| 与えられた課題 |
先頭の行から"128], [89, 130]]"を含む行まで（両端を含む）を、"deep blue"をすべて"pale blue"に置き換えて編集し、出力してください。ほかの部分は一切変更しないこと。

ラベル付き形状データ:
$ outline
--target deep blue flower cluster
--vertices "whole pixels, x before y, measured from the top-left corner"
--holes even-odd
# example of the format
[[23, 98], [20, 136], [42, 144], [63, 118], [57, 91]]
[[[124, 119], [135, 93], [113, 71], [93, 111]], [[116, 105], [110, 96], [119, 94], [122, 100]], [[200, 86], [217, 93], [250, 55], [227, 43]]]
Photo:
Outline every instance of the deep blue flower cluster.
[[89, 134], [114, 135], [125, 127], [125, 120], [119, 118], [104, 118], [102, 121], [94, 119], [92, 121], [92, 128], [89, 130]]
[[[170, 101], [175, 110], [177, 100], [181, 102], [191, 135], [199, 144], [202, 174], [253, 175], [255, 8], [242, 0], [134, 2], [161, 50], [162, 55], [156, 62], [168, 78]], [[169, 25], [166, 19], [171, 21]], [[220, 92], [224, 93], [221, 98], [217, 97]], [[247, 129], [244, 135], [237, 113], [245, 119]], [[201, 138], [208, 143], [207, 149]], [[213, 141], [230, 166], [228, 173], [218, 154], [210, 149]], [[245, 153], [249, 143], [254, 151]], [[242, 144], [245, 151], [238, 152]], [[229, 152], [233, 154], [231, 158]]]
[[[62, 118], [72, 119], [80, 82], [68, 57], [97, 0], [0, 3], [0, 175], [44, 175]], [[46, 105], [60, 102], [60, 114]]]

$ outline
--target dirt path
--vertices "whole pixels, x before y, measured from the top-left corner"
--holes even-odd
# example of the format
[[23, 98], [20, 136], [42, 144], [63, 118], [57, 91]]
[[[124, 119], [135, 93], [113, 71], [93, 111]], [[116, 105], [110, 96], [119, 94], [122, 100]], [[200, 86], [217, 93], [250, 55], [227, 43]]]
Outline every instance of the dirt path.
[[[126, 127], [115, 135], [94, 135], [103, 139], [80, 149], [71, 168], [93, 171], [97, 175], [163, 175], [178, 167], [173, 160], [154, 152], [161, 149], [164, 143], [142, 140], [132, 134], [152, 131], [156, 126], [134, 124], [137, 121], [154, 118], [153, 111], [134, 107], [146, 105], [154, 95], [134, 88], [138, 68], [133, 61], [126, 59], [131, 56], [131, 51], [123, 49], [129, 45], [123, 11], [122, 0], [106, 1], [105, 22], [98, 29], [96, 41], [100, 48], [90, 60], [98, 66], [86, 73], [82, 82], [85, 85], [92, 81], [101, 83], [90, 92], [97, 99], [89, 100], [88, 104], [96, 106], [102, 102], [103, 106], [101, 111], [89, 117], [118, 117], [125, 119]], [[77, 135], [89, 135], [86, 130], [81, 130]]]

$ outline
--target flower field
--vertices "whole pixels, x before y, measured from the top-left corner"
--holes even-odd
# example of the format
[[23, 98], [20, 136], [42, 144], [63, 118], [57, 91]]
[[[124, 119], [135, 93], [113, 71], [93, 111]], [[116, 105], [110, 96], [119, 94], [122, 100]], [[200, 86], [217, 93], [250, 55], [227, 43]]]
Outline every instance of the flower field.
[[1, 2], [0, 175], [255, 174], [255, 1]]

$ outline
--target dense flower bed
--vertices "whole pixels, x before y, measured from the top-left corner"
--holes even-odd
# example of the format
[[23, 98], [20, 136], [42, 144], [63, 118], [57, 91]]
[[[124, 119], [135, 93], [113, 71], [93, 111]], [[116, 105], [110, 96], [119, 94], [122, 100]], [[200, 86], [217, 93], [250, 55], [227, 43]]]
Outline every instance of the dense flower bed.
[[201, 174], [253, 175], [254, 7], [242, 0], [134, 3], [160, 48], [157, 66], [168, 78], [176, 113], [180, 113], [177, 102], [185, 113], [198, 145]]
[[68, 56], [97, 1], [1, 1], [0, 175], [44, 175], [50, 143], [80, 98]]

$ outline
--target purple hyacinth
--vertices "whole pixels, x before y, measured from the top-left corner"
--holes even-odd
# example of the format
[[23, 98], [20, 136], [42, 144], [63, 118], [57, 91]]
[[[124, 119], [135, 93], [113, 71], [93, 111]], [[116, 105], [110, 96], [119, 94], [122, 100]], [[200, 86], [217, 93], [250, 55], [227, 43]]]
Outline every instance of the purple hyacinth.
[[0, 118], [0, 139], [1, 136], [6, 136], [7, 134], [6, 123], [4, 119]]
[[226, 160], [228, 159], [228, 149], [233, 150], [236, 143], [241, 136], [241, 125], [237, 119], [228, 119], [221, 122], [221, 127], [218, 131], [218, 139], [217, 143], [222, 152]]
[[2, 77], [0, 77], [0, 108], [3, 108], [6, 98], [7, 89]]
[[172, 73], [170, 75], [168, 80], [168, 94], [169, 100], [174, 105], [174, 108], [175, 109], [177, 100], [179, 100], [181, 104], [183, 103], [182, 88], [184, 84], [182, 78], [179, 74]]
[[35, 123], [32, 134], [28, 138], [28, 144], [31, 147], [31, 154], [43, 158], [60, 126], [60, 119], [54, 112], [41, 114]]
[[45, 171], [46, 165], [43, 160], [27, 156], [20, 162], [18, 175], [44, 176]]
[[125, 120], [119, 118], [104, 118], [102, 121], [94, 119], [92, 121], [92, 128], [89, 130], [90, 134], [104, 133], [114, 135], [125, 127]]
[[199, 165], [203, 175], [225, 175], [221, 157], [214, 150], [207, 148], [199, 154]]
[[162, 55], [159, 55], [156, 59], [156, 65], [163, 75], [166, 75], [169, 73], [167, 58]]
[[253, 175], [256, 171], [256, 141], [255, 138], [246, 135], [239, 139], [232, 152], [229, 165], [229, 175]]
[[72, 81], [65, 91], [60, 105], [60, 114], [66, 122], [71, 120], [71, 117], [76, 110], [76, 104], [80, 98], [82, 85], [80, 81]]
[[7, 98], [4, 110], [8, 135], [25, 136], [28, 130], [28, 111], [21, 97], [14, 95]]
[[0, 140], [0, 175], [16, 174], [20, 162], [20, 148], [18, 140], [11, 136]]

| 作成した解答 |
$ outline
--target pale blue flower cluster
--vertices "whole pixels, x before y, measured from the top-left corner"
--holes even-odd
# example of the format
[[23, 98], [20, 136], [42, 144], [63, 118], [57, 91]]
[[[124, 119], [135, 93], [113, 71], [93, 111]], [[116, 105], [110, 96], [119, 94], [122, 100]], [[200, 86], [217, 93], [250, 55], [227, 43]]]
Photo:
Outline every instance of the pale blue flower cluster.
[[89, 134], [114, 135], [125, 127], [125, 120], [119, 118], [104, 118], [102, 121], [94, 119], [92, 121], [92, 128], [89, 130]]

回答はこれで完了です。